=== Exercise ===
Turn every line of the items below into a Markdown table with a Row column numbering each entry and a Line column holding the text, and skip any blank lines.

=== Supplied data ===
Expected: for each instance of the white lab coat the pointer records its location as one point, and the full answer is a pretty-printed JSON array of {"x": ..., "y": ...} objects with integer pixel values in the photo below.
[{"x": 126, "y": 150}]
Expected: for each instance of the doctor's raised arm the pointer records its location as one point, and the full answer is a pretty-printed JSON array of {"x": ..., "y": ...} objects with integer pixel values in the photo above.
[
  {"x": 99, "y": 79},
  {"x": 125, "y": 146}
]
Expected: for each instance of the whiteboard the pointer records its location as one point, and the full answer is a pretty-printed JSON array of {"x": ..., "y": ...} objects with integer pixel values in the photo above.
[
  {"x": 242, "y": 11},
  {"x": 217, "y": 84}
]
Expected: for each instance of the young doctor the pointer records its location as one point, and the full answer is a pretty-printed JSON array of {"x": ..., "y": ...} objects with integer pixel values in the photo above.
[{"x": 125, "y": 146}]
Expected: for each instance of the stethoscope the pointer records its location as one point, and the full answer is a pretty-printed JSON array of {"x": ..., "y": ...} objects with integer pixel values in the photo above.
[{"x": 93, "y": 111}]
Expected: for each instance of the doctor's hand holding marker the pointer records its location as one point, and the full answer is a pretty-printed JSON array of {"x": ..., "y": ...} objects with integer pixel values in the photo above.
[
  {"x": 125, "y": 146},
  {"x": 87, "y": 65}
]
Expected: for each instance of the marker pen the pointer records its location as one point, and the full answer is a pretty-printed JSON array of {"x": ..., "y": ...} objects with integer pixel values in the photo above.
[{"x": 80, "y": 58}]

=== Answer below ===
| Row | Line |
|---|---|
| 1 | Expected: for each instance of the white lab coat the pointer records its location as one point, and the full answer is a pretty-printed JSON array of {"x": ..., "y": ...} objects with integer pixel values in the photo below. |
| 2 | [{"x": 126, "y": 150}] |
| 3 | Expected: for each instance of the doctor's raised arm the pointer records its location as one point, and the full answer is a pretty-printed JSON array of {"x": ..., "y": ...} objects with integer pixel values in the photo above. |
| 4 | [ |
| 5 |   {"x": 99, "y": 79}, |
| 6 |   {"x": 125, "y": 146} |
| 7 | ] |
| 8 | Expected: for each instance of the whiteboard the pointer records its location as one point, and the full answer is a pretty-printed JSON array of {"x": ..., "y": ...} objects with integer pixel values in the photo above. |
| 9 | [ |
| 10 |   {"x": 242, "y": 11}, |
| 11 |   {"x": 217, "y": 84} |
| 12 | ] |
| 13 | Expected: for each instance of the young doctor the pointer records its location as one point, and the full answer is a pretty-printed JSON array of {"x": ..., "y": ...} objects with integer pixel values in the photo above. |
| 14 | [{"x": 125, "y": 146}] |
| 15 | Expected: for each instance of the stethoscope the pointer records its location as one point, and the full answer is a pretty-printed JSON array of {"x": ..., "y": ...} objects with integer pixel values in the photo above. |
| 16 | [{"x": 93, "y": 111}] |
| 17 | Expected: for each instance of the doctor's hand holding marker the pointer records its location as one point, and the full answer is a pretty-printed JSON array of {"x": ..., "y": ...} objects with integer pixel values in the photo above. |
| 18 | [ |
| 19 |   {"x": 125, "y": 146}, |
| 20 |   {"x": 87, "y": 65} |
| 21 | ] |
| 22 | Expected: for each instance of the marker pen the pointer records its location as one point, and the full answer is a pretty-printed JSON array of {"x": ..., "y": ...} objects with integer pixel values in the photo above. |
| 23 | [{"x": 80, "y": 58}] |